# Activity:
Please print, word for word, every line from the one that contains "Where can the green" through the last line of the records, and nothing else.

# Provided entries:

========================================================================

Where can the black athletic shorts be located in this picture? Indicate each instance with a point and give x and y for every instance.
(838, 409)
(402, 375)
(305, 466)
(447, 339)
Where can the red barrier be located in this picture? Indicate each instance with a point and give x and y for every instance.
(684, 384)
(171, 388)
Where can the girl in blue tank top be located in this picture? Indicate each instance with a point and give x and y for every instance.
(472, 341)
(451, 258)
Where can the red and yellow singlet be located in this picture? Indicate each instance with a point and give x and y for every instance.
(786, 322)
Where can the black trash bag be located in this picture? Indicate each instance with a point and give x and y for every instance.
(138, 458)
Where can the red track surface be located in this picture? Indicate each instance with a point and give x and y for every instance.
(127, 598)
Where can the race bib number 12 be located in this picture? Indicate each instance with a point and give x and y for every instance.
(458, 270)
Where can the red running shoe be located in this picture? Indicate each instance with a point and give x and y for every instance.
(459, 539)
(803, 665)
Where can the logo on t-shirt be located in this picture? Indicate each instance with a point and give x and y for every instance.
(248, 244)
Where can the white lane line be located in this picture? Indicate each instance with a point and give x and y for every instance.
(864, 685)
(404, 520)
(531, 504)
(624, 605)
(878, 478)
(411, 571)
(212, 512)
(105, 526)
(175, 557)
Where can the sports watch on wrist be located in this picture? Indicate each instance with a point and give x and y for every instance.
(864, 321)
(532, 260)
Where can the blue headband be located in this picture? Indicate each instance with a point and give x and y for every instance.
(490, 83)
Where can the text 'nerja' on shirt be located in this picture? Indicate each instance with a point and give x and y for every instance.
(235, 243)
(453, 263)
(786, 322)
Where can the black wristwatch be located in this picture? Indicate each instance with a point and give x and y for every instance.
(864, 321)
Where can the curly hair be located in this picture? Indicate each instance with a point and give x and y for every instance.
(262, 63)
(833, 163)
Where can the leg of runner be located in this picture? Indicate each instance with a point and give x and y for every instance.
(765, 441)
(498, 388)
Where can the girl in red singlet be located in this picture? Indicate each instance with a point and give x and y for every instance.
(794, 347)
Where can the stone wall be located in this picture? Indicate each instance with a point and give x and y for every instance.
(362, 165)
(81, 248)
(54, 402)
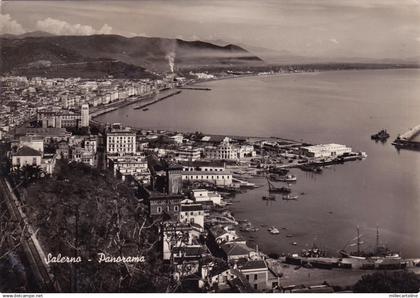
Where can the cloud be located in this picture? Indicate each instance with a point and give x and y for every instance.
(59, 27)
(9, 26)
(333, 40)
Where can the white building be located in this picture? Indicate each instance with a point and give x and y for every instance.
(188, 153)
(325, 150)
(192, 214)
(26, 156)
(130, 165)
(218, 178)
(85, 118)
(91, 144)
(204, 195)
(120, 141)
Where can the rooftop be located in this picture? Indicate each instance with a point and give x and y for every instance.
(254, 264)
(27, 151)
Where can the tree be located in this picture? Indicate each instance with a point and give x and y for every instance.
(388, 282)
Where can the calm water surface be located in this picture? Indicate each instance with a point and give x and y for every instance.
(342, 107)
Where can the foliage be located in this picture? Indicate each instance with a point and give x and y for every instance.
(388, 282)
(82, 212)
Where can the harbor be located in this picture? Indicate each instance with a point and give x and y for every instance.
(344, 195)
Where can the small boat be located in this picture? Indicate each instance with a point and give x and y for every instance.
(288, 178)
(382, 136)
(273, 230)
(269, 198)
(290, 198)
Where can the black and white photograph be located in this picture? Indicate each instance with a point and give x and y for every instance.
(209, 146)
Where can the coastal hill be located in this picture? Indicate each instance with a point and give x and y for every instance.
(100, 55)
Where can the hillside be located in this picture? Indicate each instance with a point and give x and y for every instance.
(35, 54)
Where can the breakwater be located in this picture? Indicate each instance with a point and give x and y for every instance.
(157, 100)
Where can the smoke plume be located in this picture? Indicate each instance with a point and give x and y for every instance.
(171, 60)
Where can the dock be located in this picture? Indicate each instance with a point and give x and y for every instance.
(196, 88)
(157, 100)
(407, 139)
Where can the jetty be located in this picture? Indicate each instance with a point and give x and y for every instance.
(196, 88)
(407, 139)
(157, 100)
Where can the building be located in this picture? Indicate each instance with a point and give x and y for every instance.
(26, 156)
(84, 156)
(218, 178)
(259, 276)
(234, 251)
(188, 153)
(130, 165)
(164, 204)
(325, 150)
(177, 234)
(205, 166)
(120, 140)
(204, 195)
(192, 214)
(225, 151)
(85, 118)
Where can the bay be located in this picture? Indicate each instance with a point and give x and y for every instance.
(342, 107)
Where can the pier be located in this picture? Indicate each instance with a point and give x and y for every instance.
(157, 100)
(407, 139)
(195, 88)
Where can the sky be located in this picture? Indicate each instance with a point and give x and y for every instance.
(310, 28)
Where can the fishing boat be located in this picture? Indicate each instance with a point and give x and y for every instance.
(269, 198)
(274, 189)
(290, 198)
(288, 178)
(382, 136)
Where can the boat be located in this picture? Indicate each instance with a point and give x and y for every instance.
(274, 189)
(290, 198)
(288, 178)
(311, 168)
(382, 136)
(269, 198)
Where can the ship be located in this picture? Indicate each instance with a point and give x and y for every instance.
(383, 257)
(290, 198)
(274, 189)
(269, 198)
(382, 136)
(283, 178)
(273, 230)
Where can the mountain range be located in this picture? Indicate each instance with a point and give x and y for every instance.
(40, 53)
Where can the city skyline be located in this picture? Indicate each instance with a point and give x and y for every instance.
(321, 29)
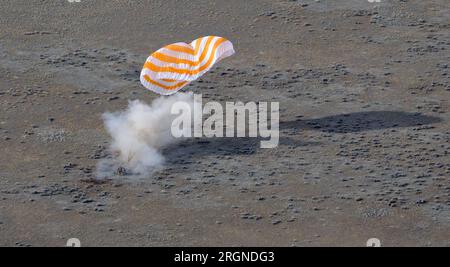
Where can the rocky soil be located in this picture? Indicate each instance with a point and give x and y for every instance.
(365, 125)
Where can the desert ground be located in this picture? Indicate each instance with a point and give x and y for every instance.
(364, 122)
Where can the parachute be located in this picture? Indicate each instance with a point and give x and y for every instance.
(174, 66)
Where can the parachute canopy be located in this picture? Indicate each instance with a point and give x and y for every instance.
(174, 66)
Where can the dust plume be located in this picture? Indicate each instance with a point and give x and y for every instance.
(138, 135)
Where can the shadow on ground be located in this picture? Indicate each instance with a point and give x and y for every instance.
(344, 123)
(362, 121)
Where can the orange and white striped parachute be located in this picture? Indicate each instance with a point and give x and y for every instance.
(174, 66)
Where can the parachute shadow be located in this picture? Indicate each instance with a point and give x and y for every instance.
(362, 121)
(201, 147)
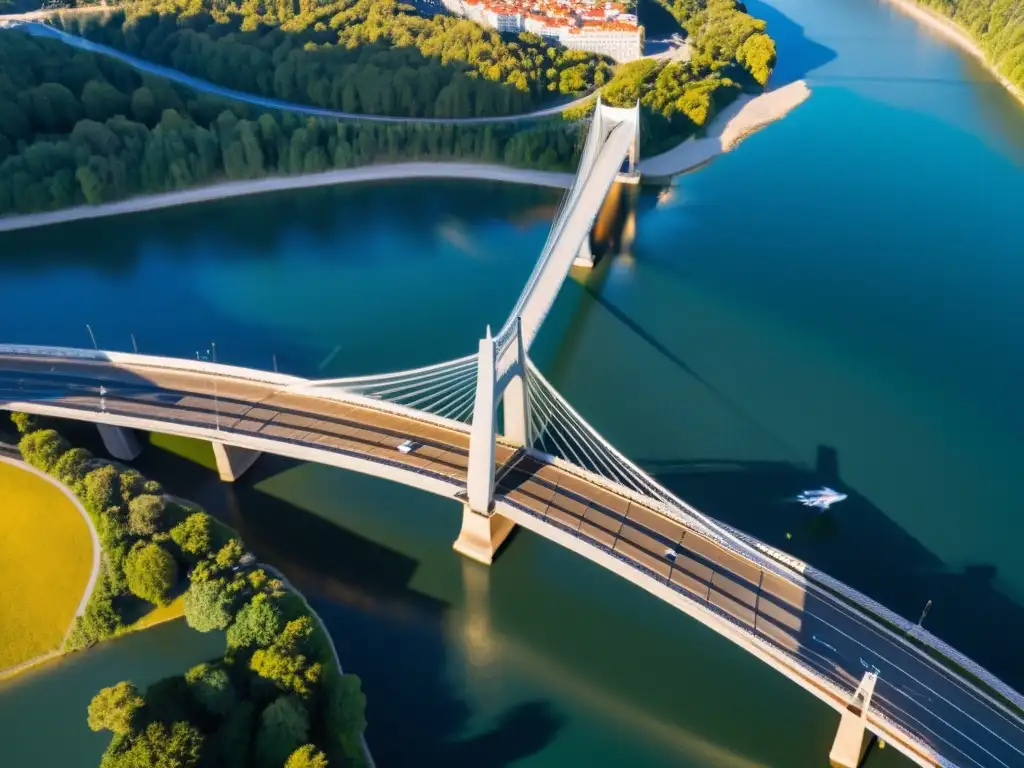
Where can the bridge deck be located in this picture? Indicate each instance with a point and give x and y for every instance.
(823, 634)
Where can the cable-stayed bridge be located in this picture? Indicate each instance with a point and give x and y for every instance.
(546, 469)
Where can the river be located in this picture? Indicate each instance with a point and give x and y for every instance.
(836, 301)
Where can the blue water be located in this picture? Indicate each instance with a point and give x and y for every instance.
(833, 303)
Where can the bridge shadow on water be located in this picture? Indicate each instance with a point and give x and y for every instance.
(386, 631)
(857, 543)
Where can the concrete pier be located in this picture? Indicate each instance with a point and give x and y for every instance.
(121, 442)
(481, 536)
(848, 749)
(585, 257)
(232, 462)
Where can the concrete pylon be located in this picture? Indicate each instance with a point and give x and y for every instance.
(585, 256)
(515, 397)
(848, 749)
(121, 442)
(232, 461)
(482, 531)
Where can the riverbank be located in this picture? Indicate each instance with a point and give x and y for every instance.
(949, 30)
(395, 172)
(743, 117)
(22, 466)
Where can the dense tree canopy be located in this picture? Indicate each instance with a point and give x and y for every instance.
(53, 156)
(998, 28)
(366, 56)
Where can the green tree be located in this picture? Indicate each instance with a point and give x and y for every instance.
(114, 709)
(208, 606)
(145, 514)
(25, 423)
(211, 686)
(306, 756)
(72, 467)
(102, 488)
(194, 536)
(285, 663)
(284, 727)
(152, 572)
(157, 747)
(257, 624)
(42, 449)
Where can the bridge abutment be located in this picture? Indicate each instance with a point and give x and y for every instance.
(231, 461)
(481, 535)
(121, 442)
(848, 749)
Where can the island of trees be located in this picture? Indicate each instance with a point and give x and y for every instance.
(275, 697)
(998, 28)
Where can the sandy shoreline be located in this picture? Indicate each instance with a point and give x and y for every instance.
(744, 116)
(949, 30)
(741, 118)
(399, 171)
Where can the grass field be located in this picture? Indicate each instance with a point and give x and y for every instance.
(45, 562)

========================================================================

# Solution below:
Where can the green tree be located in this picture? Indicate each instance with a point and give x and y for every instance.
(114, 709)
(208, 606)
(145, 514)
(25, 423)
(211, 686)
(306, 756)
(72, 467)
(102, 488)
(194, 536)
(285, 663)
(284, 727)
(152, 572)
(157, 747)
(257, 624)
(42, 449)
Where can the bridge abutment be located in this picture? Indicate each instance with a point and give x and y for every instance.
(231, 461)
(481, 535)
(121, 442)
(848, 749)
Where can the island of trees be located in this picture? Indicate each instance with a point and give x and y for every instance.
(275, 697)
(998, 28)
Where can the sandy shoreline be located in this picture? Indicate each instance with a point and give x and y for every instance.
(744, 116)
(949, 30)
(741, 118)
(399, 171)
Where can the grass field be located in this picture? Indicate each instance with a point and give x and y for every instance.
(45, 562)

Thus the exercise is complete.